Trecho do texto:
--- --- ---
Caso Julieta: fetiche da violência é armadilha para memória da artista

Julieta Hernández, artista, imigrante e palhaça, não queria que ninguém tivesse medo. Ela viajava de bicicleta pelo país, levando alegria até crianças —e adultos— com pouco acesso a cultura. Crianças como os cinco filhos do casal que agora está preso, acusado de matá-la.

Um assassinato cruel, que comoveu Brasil e Venezuela, sua terra natal, aonde ela estava indo reencontrar sua família. A gente tenta entender. E começa a consumir todos os detalhes que são divulgados, pra ver se coloca alguma lógica ao que nunca vai fazer sentido.

Só que tudo o que lemos e comentamos vem dos relatos de um delegado, que por sua vez reconstitui a cena a partir das palavras dos suspeitos.
--- --- ---
Registros fornecidos:

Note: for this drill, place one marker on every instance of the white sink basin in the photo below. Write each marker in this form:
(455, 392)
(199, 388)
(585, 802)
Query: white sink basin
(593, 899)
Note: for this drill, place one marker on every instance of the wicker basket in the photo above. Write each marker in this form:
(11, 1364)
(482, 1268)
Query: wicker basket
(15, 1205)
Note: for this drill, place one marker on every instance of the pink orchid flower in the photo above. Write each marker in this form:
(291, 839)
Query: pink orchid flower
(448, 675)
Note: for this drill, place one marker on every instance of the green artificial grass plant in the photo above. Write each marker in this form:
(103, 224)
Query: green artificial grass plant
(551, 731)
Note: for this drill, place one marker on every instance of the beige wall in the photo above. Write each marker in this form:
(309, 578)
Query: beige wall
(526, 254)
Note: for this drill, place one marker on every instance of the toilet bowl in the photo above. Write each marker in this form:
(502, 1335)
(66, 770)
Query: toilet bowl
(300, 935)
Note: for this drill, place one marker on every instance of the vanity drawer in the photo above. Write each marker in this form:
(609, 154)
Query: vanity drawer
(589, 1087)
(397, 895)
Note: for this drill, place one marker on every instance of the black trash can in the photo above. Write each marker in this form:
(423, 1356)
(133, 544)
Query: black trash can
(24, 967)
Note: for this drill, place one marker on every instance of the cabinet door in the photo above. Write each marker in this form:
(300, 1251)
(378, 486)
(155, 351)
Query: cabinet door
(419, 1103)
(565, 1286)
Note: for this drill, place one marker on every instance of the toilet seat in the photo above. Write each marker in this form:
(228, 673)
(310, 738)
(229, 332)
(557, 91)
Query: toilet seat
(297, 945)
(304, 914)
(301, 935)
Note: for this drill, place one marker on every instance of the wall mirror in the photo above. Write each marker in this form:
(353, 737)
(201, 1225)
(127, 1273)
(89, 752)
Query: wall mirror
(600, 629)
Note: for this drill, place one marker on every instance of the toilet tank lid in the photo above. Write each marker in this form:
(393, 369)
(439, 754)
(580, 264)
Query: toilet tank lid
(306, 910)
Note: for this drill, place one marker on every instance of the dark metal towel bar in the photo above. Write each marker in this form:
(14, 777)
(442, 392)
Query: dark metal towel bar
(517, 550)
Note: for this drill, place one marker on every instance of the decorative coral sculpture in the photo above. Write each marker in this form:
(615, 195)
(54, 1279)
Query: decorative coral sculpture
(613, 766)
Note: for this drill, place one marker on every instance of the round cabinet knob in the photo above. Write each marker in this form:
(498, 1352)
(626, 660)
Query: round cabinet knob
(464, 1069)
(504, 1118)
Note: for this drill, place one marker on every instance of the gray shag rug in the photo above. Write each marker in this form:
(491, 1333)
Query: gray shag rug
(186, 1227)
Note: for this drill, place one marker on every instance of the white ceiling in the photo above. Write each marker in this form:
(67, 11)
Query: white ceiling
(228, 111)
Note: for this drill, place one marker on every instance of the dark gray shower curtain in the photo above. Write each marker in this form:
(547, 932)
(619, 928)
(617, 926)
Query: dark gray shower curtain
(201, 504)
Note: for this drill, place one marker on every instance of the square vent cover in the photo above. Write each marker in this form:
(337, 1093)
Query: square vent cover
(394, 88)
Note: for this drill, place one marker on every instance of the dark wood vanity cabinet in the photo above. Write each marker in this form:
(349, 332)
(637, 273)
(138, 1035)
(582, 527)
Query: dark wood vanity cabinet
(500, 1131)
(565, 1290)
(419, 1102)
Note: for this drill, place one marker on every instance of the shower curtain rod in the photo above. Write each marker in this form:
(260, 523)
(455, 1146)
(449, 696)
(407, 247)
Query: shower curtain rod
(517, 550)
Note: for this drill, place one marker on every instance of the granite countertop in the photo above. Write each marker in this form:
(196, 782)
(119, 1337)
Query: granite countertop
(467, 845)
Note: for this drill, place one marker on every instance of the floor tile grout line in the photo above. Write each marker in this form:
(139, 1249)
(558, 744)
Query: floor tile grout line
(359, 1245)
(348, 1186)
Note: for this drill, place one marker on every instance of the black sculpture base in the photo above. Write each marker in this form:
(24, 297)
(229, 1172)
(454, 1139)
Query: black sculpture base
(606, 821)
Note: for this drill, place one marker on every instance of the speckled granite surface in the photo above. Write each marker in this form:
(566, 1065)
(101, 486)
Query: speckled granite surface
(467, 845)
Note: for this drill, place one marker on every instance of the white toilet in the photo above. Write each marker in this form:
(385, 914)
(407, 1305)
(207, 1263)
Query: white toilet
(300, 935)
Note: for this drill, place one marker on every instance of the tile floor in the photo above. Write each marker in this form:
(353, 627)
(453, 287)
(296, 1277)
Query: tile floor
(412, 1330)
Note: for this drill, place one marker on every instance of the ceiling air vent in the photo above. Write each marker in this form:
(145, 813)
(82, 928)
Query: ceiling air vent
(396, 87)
--- --- ---
O que fazer:
A: Reproduza, do texto sobre o caso Julieta, o trecho que vai de "Caso Julieta: fetiche" até "palavras dos suspeitos.".
B: Liste, copiando-as por inteiro, todas as linhas dos registros que contêm a palavra "artificial". Diferencie maiúsculas de minúsculas.

Respostas apresentadas:
A:
Caso Julieta: fetiche da violência é armadilha para memória da artista

Julieta Hernández, artista, imigrante e palhaça, não queria que ninguém tivesse medo. Ela viajava de bicicleta pelo país, levando alegria até crianças —e adultos— com pouco acesso a cultura. Crianças como os cinco filhos do casal que agora está preso, acusado de matá-la.

Um assassinato cruel, que comoveu Brasil e Venezuela, sua terra natal, aonde ela estava indo reencontrar sua família. A gente tenta entender. E começa a consumir todos os detalhes que são divulgados, pra ver se coloca alguma lógica ao que nunca vai fazer sentido.

Só que tudo o que lemos e comentamos vem dos relatos de um delegado, que por sua vez reconstitui a cena a partir das palavras dos suspeitos.

B:
Note: for this drill, place one marker on every instance of the green artificial grass plant in the photo above. Write each marker in this form:
Query: green artificial grass plant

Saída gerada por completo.